## Exercise aim
Pick each line containing the word "lamp" out of the data below.

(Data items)
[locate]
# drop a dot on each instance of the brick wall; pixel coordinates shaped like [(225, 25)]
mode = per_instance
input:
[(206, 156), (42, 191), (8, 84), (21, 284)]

--

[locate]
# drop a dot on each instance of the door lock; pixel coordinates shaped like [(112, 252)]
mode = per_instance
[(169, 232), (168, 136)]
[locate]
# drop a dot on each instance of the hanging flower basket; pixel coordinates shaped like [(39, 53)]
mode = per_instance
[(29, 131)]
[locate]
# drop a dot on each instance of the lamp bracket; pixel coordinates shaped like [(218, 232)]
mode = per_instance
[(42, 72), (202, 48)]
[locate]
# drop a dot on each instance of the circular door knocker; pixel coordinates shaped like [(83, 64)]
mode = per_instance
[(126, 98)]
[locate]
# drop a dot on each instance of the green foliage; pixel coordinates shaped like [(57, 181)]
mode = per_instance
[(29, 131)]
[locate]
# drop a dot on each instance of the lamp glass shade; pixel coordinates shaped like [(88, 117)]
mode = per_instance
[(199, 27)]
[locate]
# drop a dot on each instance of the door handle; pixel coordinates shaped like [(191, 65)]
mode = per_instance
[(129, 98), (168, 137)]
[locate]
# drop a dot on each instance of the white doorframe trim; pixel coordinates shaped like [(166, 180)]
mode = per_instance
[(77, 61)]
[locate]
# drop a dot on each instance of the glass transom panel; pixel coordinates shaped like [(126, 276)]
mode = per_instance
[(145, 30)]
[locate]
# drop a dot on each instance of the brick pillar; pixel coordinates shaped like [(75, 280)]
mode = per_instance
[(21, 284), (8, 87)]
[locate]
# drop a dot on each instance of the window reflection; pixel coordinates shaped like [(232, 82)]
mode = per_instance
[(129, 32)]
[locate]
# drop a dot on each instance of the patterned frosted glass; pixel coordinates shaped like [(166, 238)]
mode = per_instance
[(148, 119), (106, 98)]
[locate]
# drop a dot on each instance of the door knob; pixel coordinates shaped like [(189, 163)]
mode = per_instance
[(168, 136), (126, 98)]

---

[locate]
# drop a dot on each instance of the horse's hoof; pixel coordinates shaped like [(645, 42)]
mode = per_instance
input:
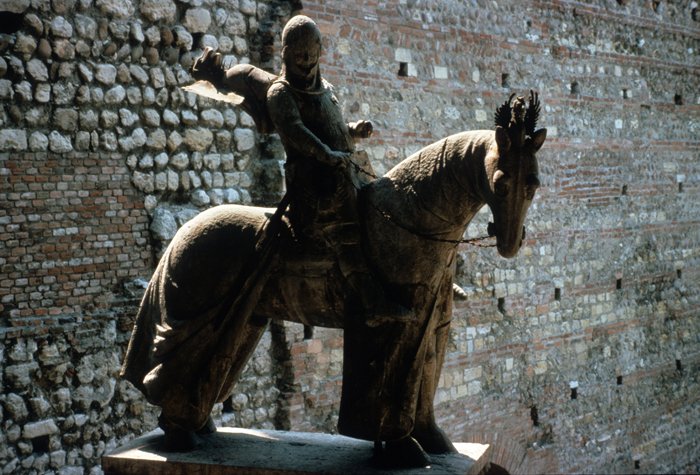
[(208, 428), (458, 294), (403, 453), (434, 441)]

## Output below
# drop a dot on each instance of the lamp bracket; pixel coordinates shaped like [(218, 232)]
# drop a dot on each instance of the lamp glass shade; pixel coordinates shaped like [(88, 117)]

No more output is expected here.